Supplied text: Begin

Boris Johnson has ruled out an inquiry into the conduct of his top adviser at the height of lockdown, insisting it was time to "move on" from the row.
Dominic Cummings is accused of breaking lockdown rules by travelling from London to County Durham.
The prime minister rejected claims he had damaged his own authority and the government's coronavirus message by not sacking Mr Cummings.
He said the public had had enough of the "political ding-dong" over it.
Around 40 Tory MPs have called for Mr Cummings to resign or be fired after his 260-mile journey came to light.
And Cabinet Office Minister Penny Mordaunt has reportedly said there are "inconsistencies" in Mr Cummings' account of his actions during lockdown and there was "no doubt" he took risks.
In an email to her Portsmouth North constituents, seen by The Guardian, she said: "Other families have been faced with the same situation Mr Cummings and chosen to stay put."
She did not call for Mr Cummings to be sacked - but apologised for the way the past few days have "undermined key public health messages".
Shadow home secretary Nick Thomas-Symonds said the prime minister had given "no credible explanation" why evidence had not been passed on to the cabinet secretary to investigate.
The Labour MP added that the prime minister's handling of the story had "undermined the public health message he is trying to put forward".
Trip 'not necessary'
Sajid Javid, who resigned as chancellor in February after Mr Johnson ordered him to fire his team of aides, also called on Mr Cummings to apologise.

Supplied text: End
Records shown: Begin

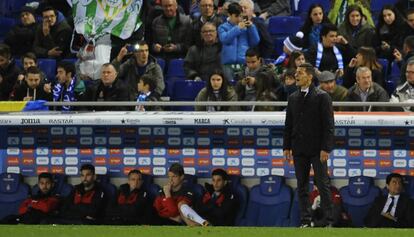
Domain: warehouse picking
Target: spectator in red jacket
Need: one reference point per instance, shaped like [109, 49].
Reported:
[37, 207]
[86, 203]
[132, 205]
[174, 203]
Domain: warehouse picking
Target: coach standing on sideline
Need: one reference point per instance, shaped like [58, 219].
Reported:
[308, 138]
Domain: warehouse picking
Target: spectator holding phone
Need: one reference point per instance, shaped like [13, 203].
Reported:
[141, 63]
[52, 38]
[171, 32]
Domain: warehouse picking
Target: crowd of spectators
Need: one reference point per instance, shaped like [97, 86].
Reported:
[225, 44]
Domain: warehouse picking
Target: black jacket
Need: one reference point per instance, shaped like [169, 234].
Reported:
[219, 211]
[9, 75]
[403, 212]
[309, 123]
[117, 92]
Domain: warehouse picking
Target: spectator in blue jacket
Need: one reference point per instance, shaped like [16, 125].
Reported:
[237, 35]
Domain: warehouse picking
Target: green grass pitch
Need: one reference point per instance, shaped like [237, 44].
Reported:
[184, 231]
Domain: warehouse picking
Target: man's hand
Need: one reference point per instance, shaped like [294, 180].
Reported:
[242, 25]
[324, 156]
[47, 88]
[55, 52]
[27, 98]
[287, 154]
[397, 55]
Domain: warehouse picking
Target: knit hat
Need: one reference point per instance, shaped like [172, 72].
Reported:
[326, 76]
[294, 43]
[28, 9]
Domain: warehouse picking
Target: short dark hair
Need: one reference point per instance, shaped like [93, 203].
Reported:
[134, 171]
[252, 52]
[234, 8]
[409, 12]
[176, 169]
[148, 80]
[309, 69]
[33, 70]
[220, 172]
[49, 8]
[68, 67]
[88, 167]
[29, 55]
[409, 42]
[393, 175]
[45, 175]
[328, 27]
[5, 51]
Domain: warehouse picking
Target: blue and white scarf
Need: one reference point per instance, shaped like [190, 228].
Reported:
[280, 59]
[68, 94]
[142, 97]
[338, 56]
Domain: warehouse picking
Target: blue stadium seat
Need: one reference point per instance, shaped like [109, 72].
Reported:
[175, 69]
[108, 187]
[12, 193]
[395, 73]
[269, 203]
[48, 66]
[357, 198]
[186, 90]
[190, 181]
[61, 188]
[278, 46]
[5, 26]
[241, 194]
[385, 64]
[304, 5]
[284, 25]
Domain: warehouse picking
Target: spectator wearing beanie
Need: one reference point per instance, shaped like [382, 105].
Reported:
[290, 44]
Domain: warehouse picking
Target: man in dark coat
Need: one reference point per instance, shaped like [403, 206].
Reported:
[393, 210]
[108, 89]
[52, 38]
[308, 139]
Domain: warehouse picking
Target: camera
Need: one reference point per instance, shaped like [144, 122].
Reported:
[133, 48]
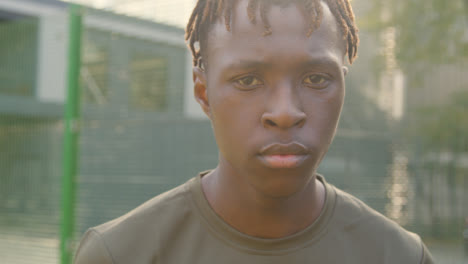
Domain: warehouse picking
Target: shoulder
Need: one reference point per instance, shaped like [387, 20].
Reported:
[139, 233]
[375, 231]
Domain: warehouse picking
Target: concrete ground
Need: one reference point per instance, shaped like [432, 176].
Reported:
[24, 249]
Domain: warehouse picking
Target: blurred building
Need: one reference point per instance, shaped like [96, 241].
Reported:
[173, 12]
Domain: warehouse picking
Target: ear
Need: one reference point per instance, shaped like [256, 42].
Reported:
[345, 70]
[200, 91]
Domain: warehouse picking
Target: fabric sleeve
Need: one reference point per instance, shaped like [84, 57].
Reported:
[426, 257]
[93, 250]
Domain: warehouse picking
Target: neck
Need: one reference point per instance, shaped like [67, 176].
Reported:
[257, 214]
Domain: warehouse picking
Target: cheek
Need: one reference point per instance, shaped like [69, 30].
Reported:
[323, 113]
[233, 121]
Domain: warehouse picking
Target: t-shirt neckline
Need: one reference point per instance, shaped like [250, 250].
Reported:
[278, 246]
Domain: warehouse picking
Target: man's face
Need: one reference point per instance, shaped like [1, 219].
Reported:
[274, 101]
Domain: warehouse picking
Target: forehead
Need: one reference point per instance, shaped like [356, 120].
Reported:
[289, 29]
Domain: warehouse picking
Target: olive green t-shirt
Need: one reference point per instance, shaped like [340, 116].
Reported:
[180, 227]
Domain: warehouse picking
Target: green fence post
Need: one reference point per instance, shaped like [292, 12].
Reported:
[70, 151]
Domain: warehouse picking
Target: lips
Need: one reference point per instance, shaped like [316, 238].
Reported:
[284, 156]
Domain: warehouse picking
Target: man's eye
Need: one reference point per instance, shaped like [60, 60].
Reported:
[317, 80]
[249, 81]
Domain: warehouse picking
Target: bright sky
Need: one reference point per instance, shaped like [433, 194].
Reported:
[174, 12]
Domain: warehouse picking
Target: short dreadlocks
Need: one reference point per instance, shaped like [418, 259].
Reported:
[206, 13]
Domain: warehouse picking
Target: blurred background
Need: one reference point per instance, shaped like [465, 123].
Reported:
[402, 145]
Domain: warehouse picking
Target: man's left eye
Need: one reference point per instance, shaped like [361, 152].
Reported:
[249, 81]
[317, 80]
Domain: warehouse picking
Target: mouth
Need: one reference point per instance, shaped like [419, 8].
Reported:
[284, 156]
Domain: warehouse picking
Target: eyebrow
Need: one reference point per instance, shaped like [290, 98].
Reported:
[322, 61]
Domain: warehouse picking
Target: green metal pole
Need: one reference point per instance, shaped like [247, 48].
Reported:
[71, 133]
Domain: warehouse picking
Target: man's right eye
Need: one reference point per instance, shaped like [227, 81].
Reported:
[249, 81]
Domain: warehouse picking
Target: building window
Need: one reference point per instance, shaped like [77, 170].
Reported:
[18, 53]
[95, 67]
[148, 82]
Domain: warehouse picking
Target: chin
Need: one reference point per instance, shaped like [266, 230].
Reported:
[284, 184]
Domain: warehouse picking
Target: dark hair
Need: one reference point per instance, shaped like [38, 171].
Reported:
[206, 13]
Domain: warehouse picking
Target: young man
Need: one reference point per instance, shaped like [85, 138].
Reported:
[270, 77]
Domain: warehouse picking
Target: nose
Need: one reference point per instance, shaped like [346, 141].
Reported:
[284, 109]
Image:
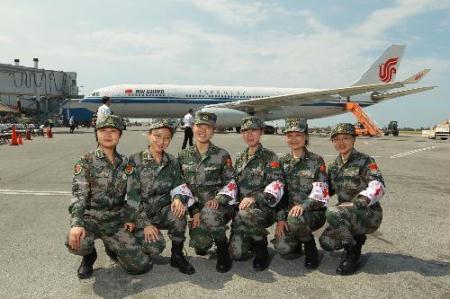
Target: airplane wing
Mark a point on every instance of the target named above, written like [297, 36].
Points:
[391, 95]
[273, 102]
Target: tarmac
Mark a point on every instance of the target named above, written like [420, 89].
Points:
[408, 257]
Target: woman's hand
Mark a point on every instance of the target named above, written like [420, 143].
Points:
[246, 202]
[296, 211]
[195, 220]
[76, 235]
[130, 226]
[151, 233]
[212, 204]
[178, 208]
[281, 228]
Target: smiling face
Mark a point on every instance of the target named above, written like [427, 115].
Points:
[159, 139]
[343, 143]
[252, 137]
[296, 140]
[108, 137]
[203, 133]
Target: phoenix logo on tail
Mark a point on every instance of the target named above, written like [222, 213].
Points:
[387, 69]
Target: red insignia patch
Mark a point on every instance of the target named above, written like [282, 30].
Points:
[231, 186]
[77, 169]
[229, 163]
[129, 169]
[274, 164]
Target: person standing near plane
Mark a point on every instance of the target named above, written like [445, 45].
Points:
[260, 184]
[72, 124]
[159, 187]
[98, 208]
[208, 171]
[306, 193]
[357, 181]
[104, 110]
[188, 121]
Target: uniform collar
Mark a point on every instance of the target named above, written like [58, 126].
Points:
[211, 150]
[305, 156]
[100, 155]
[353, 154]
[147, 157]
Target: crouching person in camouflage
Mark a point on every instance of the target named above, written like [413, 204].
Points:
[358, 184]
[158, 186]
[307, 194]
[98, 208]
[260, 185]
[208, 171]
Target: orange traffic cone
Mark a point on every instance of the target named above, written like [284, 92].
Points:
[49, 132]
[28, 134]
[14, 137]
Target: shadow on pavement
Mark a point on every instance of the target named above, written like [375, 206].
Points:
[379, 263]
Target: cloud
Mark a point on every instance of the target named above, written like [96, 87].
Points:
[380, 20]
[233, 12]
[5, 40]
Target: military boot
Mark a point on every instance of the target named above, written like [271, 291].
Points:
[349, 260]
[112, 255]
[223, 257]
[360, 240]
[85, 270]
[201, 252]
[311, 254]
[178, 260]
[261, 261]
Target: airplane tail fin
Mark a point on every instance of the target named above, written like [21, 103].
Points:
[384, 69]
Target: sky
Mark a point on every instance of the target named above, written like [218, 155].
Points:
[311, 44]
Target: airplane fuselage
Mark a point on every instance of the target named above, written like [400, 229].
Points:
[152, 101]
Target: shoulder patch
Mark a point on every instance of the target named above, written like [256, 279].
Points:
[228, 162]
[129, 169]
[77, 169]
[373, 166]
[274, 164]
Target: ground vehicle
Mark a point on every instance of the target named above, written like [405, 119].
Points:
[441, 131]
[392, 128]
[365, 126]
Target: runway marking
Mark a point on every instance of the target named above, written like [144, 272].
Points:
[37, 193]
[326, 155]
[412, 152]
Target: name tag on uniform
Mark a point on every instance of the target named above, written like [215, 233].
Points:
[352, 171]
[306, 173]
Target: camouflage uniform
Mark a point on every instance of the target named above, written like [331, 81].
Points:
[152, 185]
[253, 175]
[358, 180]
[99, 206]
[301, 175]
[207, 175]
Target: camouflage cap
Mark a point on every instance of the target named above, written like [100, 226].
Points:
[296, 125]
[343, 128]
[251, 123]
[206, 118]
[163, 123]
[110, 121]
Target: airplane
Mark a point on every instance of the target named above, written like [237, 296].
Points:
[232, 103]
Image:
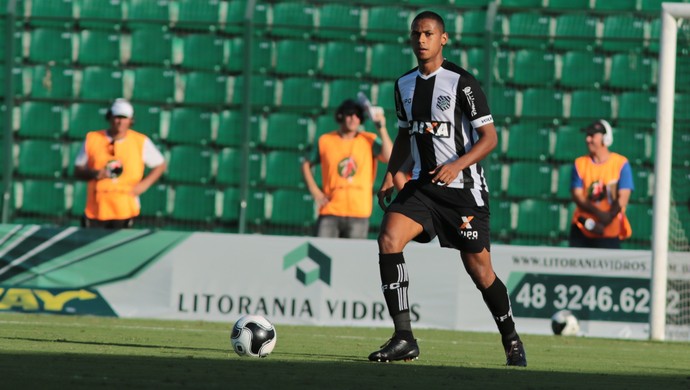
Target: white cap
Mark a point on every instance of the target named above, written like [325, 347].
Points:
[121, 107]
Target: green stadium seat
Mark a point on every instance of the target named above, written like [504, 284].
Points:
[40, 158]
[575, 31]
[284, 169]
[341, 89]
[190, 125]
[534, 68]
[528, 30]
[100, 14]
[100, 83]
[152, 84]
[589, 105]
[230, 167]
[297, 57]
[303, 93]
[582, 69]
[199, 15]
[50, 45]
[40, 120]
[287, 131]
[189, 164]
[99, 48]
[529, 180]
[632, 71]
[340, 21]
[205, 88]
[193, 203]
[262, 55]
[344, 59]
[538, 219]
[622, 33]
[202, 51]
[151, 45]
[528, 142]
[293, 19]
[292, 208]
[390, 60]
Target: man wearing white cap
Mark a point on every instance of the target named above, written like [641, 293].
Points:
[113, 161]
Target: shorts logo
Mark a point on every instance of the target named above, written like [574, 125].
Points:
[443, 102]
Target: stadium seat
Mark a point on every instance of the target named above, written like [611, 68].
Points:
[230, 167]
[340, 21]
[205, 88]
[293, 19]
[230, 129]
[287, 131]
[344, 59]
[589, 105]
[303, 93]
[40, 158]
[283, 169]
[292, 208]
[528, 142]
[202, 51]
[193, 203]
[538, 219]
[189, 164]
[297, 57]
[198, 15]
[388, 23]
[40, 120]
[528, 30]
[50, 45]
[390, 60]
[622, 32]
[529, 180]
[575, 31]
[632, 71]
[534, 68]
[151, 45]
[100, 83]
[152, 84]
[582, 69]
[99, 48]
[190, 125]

Records shown: End

* Exercise tasks:
• A. Please write out the passage of the Cummings article starting with "Boris Johnson has" and going on through "from the row.".
• B. In one to three sentences, explain why, according to the Cummings article, Boris Johnson ruled out an inquiry into his adviser's conduct.
The material above is separate from the Cummings article.

* Written answers:
• A.
Boris Johnson has ruled out an inquiry into the conduct of his top adviser at the height of lockdown, insisting it was time to "move on" from the row.

• B. Johnson said it was time to "move on" from the row. He added that the public had had enough of the "political ding-dong" over it.